Tuesday, July 19, 2005
Name: Nestle Toll House Candy Bars
If you’ve got a jones for sugar and something a little more satisfying than a candy bar, this might be the thing. Inside is a dense, crumbly cookie bar topped with caramel then a few chocolate chips and all enrobed in sweet milk chocolate.
The cookie part of the treat was least impressive. Because it was so thick it lacked that cookie feel and tasted more like a blondie and had no strong flavor of its own besides sweet. The caramel was non-existent, as it’d been absorbed by the cookie part and had no distinct chewy-ness to it. The occassional chocolate chip was a nice addition as it provided some actual flavor. The milk chocolate coating is all sweet and milky, but no real chocolate taste. What makes a Toll House cookie is the balance of the sweet and bland cookie to the complex pop of the dark chips.

### Task instructions
1. Render this sentence from the candy bar review in Spanish: "The cookie part of the treat was least impressive."
2. Carry the candy bar review forward, starting right after its final sentence.
The listing after this point is separate material, unrelated to the candy bar review.

### Data
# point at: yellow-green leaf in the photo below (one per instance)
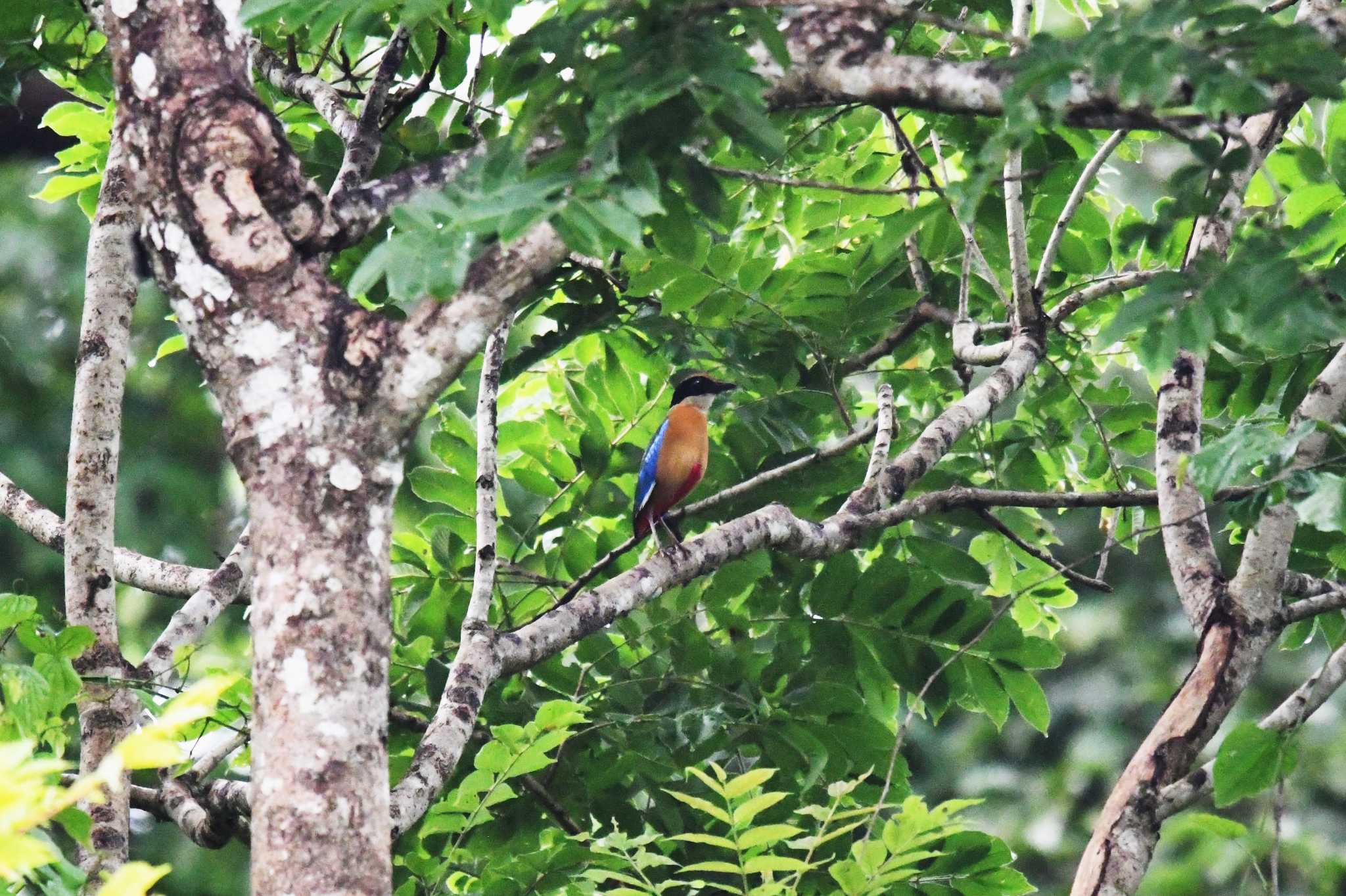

### Final results
1. La parte de galleta del dulce fue la menos impresionante.

2.
There’s none of that here.
However, I still enjoyed the bar and found it rather satisfying. If I had anything to say about it, I think I’d suggest leaving the caramel out and maybe making the cookie just a smidge saltier. I’ll give the brownie bar a try to see if the flavor balance on that one is bit better. I’ve also seen that Hershey started selling cookies a while back (I’ve had the York ones and enjoyed them quite a bit) so I’ll have to check those out.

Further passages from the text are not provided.